[Collected data]
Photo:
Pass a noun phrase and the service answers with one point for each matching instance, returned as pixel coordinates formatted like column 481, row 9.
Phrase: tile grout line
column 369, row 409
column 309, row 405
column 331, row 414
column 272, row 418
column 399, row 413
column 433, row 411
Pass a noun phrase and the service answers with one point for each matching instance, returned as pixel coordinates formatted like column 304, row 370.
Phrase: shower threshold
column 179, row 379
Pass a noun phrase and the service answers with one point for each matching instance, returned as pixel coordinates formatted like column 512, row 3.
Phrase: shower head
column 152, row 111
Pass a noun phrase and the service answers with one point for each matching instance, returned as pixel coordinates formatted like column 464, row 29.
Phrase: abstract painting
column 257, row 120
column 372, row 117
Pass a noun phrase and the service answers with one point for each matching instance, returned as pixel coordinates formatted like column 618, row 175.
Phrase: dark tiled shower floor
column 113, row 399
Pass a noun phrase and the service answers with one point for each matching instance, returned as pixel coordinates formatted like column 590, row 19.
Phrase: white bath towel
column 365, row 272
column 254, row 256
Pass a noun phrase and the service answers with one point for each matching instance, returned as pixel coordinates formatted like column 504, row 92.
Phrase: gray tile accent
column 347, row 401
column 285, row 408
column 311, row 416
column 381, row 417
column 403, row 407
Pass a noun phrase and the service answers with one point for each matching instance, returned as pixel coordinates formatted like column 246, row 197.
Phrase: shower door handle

What to do:
Please repeat the lines above exactly, beginning with the line that contains "246, row 197." and ending with the final one.

Output of the task:
Pass a noun phrase and the service answers with one point for each matching instance, returned as pixel coordinates formatted like column 246, row 197.
Phrase: shower door handle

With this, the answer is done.